--- BEGIN Records to use ---
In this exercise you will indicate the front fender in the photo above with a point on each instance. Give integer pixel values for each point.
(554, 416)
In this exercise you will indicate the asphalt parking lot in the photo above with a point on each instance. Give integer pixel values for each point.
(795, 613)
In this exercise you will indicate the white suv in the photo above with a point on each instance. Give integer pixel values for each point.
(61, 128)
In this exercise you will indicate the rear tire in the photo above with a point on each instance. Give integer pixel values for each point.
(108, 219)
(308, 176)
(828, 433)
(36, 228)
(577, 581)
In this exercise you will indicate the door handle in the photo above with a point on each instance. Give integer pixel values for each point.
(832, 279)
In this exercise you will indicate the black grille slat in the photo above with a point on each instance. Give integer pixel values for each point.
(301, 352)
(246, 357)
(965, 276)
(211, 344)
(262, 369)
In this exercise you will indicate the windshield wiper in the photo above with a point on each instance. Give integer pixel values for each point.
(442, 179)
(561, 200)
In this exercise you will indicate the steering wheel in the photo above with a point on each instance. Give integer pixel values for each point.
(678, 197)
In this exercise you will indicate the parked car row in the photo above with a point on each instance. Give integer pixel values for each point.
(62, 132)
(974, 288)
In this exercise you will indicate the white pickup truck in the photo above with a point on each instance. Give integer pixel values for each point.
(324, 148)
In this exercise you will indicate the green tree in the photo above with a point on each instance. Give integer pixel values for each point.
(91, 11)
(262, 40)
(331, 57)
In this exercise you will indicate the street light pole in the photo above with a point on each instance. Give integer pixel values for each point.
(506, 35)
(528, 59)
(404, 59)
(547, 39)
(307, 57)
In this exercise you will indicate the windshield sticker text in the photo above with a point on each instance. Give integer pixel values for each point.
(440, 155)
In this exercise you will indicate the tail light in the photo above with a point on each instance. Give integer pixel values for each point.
--- END Records to use ---
▶ [Exercise]:
The records above must be output exactly, in full.

▶ [Reply]:
In this exercise you will indicate the front fender in the photo above with a point on each instance. Give integer pixel values for each point.
(554, 416)
In this exercise you will indicate the asphalt parking lot in the photo above with a point on each instance. Give integer pixel values for each point.
(795, 613)
In this exercise you will indicate the white suv in the photo above with a point on each instance. Give integer pixel values for each point.
(61, 128)
In this exercise you will indicate the rear tire in the photo above with a point on each instance. Give integer pixel values for each point.
(108, 219)
(308, 176)
(828, 433)
(36, 228)
(577, 581)
In this exercise you will indicate the door handle in the photo above with a point on each instance. Give integer pixel values for each point.
(832, 279)
In this exercise you will indicate the black grille slat in the photo above with a point on each instance. Give integer pixel values for each point.
(301, 352)
(246, 357)
(965, 276)
(211, 344)
(262, 369)
In this exercise you will indicate the windshield wiper in the photo above with a point on each instance. Give integer pixel values for each point.
(442, 179)
(561, 200)
In this exercise you will indicate the steering wheel in the photo above with a point on each instance. Give integer pixel values for each point.
(678, 197)
In this exercise you will indicate the parked car row in the photo above with a point on each instance. Give integer pixel values for each point.
(62, 132)
(974, 288)
In this exercise you will indicate the white pickup truck in the photo above with a point on each instance. Give integer pixel values for each point.
(324, 148)
In this exercise you will indicate the green tree in the photo above with a point on each instance. Give integer pixel values for each point.
(91, 11)
(262, 40)
(331, 57)
In this exercise you will indicate the street light pole in the photo above with a point on each instance. Give integer pixel values for each point.
(506, 35)
(528, 59)
(404, 59)
(547, 39)
(307, 57)
In this exercise you will indicate the windshield sticker text in the photo above with a point on each instance. Give integer pixel values for each point.
(440, 155)
In this exercise you will indicate the tail light in the photo above with a point on each instance. Give integer pixel values for each point.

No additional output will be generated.